**Problems to work on**:
1. According to the passage on thinning shock, what is the way to avoid thinning shock?
2. From the passage on thinning shock, repeat the stretch from "Usually a stand" through "effect of harvesting.".

**Page excerpt**:
----------

Other potentially negative effects from
practices such as high-grading (take the best and leave
the rest) reflect poor silviculture but often do not
cause any more stress than logging to improve the stand.
Stands with closed canopies (highly shaded conditions)
that are opened by logging may experience a phenomenon
known as thinning shock. Although it is not exactly
clear why this happens, it may be that trees divert
energy into crown growth to take advantage of openings
at the expense of providing adequate nutrition to other
parts of the tree.
Increased temperatures, light,
and wind speeds are
factors as well. Thinning shock by itself is not bad.
Usually a stand recovers after a growing season or two.
However, couple thinning shock with other stresses, and
die-back and mortality will occur. Closed stands that
have been defoliated recently, or are suffering from
drought, should be opened only very gradually or not at
all. The way to avoid thinning shock is to thin lightly,
but often. Doing so, however, leads to the potential of
increasing stress from other factors, namely soil
compaction and wounds. By eliminating air spaces in the
soil, and decreasing the rate of water percolation, soil
compaction is a very serious side effect of harvesting.

----------

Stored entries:
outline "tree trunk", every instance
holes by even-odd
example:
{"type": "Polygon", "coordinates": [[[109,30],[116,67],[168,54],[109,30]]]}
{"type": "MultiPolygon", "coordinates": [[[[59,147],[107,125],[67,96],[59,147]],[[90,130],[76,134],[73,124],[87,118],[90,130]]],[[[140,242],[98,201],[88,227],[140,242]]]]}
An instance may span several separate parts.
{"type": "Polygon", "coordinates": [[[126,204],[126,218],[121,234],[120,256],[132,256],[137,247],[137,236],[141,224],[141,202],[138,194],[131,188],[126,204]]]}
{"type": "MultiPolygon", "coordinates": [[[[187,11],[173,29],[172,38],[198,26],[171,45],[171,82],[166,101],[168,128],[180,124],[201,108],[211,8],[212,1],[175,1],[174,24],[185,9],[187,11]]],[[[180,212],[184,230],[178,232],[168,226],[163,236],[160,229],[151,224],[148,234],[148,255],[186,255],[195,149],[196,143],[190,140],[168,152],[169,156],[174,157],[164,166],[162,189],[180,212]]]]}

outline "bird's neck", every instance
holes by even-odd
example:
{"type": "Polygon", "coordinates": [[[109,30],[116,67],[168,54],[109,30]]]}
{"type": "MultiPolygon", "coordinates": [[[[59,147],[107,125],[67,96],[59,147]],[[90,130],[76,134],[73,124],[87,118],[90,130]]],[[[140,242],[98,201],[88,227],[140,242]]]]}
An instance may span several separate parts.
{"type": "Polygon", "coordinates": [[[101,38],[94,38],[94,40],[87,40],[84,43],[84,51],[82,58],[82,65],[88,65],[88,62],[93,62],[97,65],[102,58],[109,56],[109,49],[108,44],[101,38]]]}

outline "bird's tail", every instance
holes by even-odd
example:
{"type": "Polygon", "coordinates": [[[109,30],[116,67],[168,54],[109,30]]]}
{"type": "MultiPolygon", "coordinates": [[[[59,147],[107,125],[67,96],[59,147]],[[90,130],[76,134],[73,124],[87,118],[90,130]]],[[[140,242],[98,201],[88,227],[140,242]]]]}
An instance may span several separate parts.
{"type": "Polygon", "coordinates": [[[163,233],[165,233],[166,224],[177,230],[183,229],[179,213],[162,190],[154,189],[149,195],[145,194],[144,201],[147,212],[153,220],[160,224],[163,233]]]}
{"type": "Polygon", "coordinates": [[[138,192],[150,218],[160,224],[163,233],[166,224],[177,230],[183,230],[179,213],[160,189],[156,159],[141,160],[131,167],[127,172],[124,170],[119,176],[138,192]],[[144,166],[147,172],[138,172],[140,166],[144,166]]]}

----------

**Task results**:
1. Thin lightly, but often.

2.
Usually a stand recovers after a growing season or two.
However, couple thinning shock with other stresses, and
die-back and mortality will occur. Closed stands that
have been defoliated recently, or are suffering from
drought, should be opened only very gradually or not at
all. The way to avoid thinning shock is to thin lightly,
but often. Doing so, however, leads to the potential of
increasing stress from other factors, namely soil
compaction and wounds. By eliminating air spaces in the
soil, and decreasing the rate of water percolation, soil
compaction is a very serious side effect of harvesting.